PROVIDED TEXT:
+-------+

The GOP’s far-right Frightfuls again are snarling and gnashing
their teeth. They’re growling that they will blackmail the President, sayings
they won’t raise the debt ceiling unless he yields on their demands that he
slash spending on the poor, the sick, children, and the infirm among other
cuts.
The Absurdists insist he must make enough cuts
to equal the amount the U.S. is authorized to spend to pay its creditors. That
would be $16.4 trillion, and that would be devastating.
Despite
the President’s insistence that he won’t yield and deal as he did in the past,
the Fringe Dwellers think he will. They seem to believe he has no choice
because the results of failure to raise the debt ceiling are so ghastly and destructive.
But the President is telling them they’re wrong. He will not bargain over the debt
ceiling. “They will not collect a ransom
in exchange for not crashing the American economy. The full faith and credit of
the United States of America is not bargaining chip,” Mr. Obama said at his
January 14 press conference.
Here’s
hoping Mr. Obama doesn’t relent. It is Congress’s job to pass enabling
legislation to allow payment of the bills Congress has already racked up
through its legislation. The legislators must do their job. The President has said
he will have the “conversation” about measure to decrease the nation’s deficit
later.
Less zany legislators are, of course, worried. On January 11,
Senator Harry Reid of Nevada, Richard J. Durbin of Illinois, Charles E. Schumer
of New York, and Patty Murray of Washington, sent a letter to the President.
They asked him to take “any lawful steps” to avoid a default on the debt if the
Republicans continue threatening to shut down the government.
In
response the President has indicated he won’t take such steps. “There are no
magic tricks here, no loopholes. There’s no easy way out.”
So now the suspense increases. Who will blink first in what economist
and Nobel Laureate Paul Krugman calls the ”vile absurdity of the debt ceiling
confrontation”?
There
may be a couple tricks—well, possibly one—the
President might use if the Absurdists decide to shut down the government
to get their way.
On
the off chance you haven’t heard, here’s what some have suggested.
Way
One: Mr. Krugman has explains in his New
York Times column that the President could order the Treasury Department to mint a platinum
coin (or coins) with a face value of, say, a trillion or so dollars. The
Treasury would then deposit the coin at the Federal Reserve. The Reserve would
credit the trillion or more dollars to the government’s account, and the
government could write checks against that account.
This gambit is possible because of an arcane law that allows
Treasury to mint and issue special platinum coins as commemoratives—as
collectors’ items. The number or denomination of such coins isn’t specified. The
law allows the President to use what Mr.

+-------+

Stored entries from a collection:
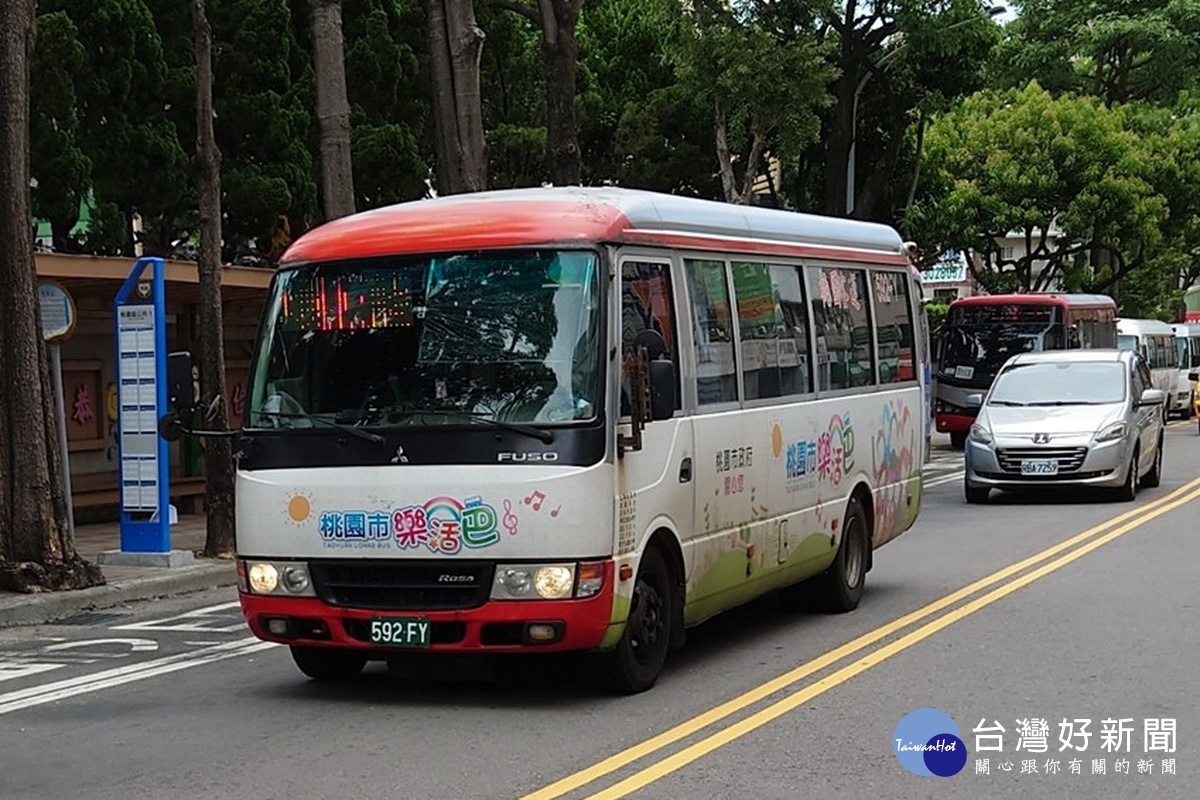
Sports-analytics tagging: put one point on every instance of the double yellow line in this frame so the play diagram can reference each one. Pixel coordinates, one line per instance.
(1049, 559)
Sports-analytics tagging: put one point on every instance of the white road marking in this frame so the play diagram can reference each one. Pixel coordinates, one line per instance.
(196, 620)
(11, 669)
(947, 479)
(136, 645)
(60, 690)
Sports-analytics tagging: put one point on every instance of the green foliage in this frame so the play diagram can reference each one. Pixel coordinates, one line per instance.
(1030, 163)
(1135, 49)
(936, 311)
(61, 168)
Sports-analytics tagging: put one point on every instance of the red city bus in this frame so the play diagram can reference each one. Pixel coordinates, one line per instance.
(981, 334)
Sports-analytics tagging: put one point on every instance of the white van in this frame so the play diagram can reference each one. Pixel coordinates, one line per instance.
(1156, 342)
(1187, 346)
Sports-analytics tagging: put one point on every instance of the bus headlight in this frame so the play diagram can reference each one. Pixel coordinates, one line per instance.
(547, 581)
(555, 582)
(286, 578)
(263, 578)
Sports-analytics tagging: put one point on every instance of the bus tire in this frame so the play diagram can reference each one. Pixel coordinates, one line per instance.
(635, 663)
(838, 589)
(1155, 476)
(329, 665)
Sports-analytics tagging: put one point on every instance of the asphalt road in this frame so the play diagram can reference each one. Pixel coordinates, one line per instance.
(1065, 607)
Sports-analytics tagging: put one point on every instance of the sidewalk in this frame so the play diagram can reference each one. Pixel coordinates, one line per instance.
(125, 583)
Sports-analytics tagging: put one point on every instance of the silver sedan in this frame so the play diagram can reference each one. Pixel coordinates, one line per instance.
(1067, 417)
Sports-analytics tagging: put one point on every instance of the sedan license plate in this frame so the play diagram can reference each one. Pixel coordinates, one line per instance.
(1039, 467)
(400, 631)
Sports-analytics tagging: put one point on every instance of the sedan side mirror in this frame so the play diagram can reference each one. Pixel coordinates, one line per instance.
(1152, 397)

+-------+

QUESTIONS ON THE MATERIAL:
1/ In the debt ceiling commentary, where would the Treasury deposit the platinum coin?
2/ Echo the debt ceiling commentary word for word, starting at "The Absurdists insist" and ending at "14 press conference.".
The entries have no role in this work.

RESULTS FOR EACH TASK:
1/ At the Federal Reserve.

2/
The Absurdists insist he must make enough cuts
to equal the amount the U.S. is authorized to spend to pay its creditors. That
would be $16.4 trillion, and that would be devastating.
Despite
the President’s insistence that he won’t yield and deal as he did in the past,
the Fringe Dwellers think he will. They seem to believe he has no choice
because the results of failure to raise the debt ceiling are so ghastly and destructive.
But the President is telling them they’re wrong. He will not bargain over the debt
ceiling. “They will not collect a ransom
in exchange for not crashing the American economy. The full faith and credit of
the United States of America is not bargaining chip,” Mr. Obama said at his
January 14 press conference.